## Start DATA FOR THIS TASK
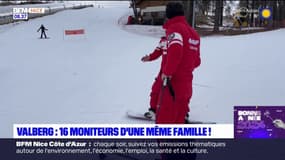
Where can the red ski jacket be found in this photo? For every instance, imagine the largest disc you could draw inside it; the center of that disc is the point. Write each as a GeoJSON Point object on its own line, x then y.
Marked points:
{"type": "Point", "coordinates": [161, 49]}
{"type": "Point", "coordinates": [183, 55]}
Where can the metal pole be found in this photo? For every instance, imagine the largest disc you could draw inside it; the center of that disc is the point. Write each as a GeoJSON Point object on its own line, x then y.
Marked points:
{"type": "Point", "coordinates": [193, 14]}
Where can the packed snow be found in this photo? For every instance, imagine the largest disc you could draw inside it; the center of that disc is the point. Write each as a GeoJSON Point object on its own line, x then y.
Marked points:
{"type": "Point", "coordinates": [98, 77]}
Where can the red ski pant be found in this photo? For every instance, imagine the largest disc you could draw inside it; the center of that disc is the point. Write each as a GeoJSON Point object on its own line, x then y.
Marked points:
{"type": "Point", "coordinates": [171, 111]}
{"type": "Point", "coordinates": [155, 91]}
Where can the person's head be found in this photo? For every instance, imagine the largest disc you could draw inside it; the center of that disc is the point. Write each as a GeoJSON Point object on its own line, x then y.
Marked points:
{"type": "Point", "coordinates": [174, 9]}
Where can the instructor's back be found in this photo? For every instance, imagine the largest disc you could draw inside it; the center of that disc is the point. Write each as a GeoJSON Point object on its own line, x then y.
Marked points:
## End DATA FOR THIS TASK
## Start DATA FOR THIS TASK
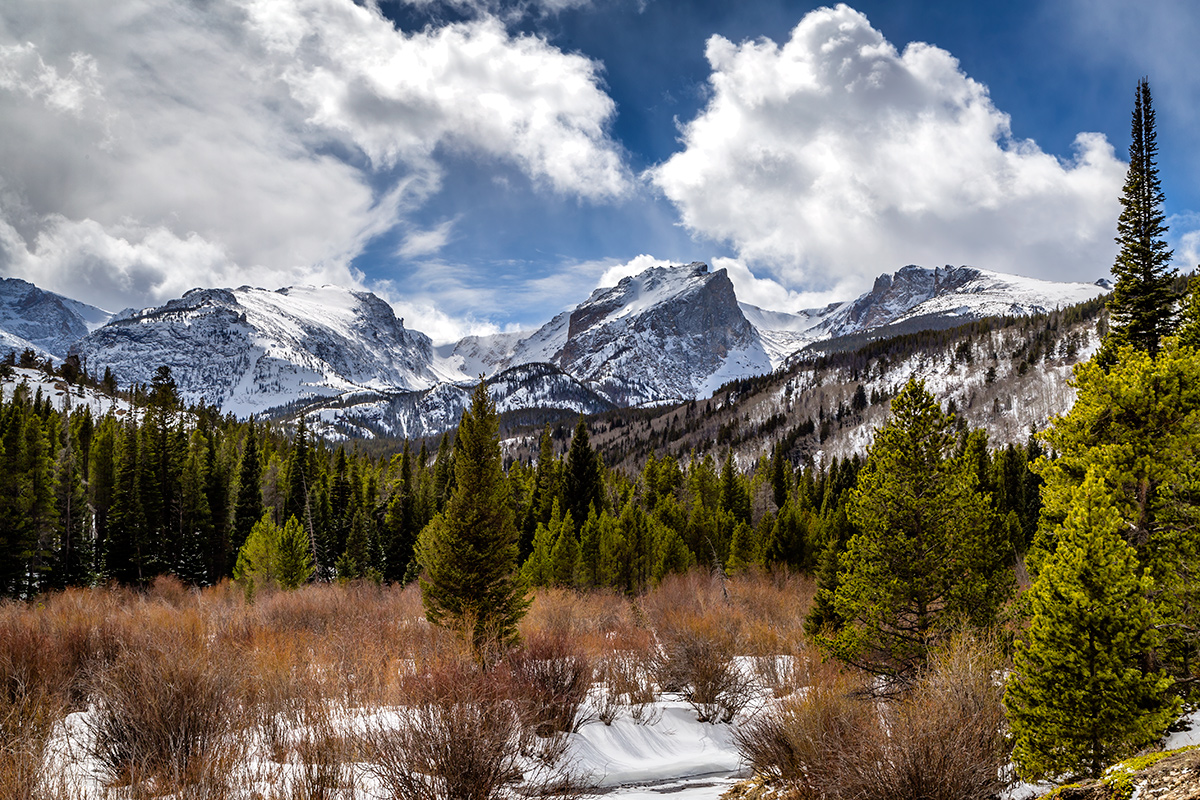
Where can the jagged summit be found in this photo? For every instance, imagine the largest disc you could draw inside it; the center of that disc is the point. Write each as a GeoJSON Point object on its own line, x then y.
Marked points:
## End DATA FOR THIS TASK
◆ **JOB**: Pull out every line above that contains the word "object". Uppercase and lowercase letters count as different.

◆ **REPLY TO THE EXERCISE**:
Where can the red ski jacket be found in this photo? For every instance, imagine the largest disc you could draw inside it; the center of that disc is the point. Write each as a GeoJSON Point object on its own line, x then y.
Where can the metal pole be found in this photo? For every instance, imagine the largest disc you could draw inside it; the center of that disc is the point. Write each as a GeoJSON Point object on its own line, x then y.
Where can the packed snow be found in this photo? For every instance, imagine the largest disc you could draw inside it; the center of that disc is the point. Write each as a GeoJSON Point object on its own line, x then y.
Where can the red ski pant be found in this photo? For every instance, imagine the largest disc you could draw inside it; the center of that disc is the point. Write each as a GeoJSON Point object on its own line, x then y.
Where can the person's head be found in this photo? For every instance, imagine the largest disc you could draw inside it; the center of that disc is the point. Write each as a GeoJSON Point object on its own line, x then y.
Where can the instructor's back be found in this photo? For every instance, imagine the largest disc you could draw inside it; the center of that disc is the point. Write each as a GeoJSON Point object on its own line, x then y.
Where can the jagged summit be found in this photo? For every instance, imagine the largest disc you could draw inside it; the center of that disc is the point. Write each as a GeoJSON Point object on its own line, x then y.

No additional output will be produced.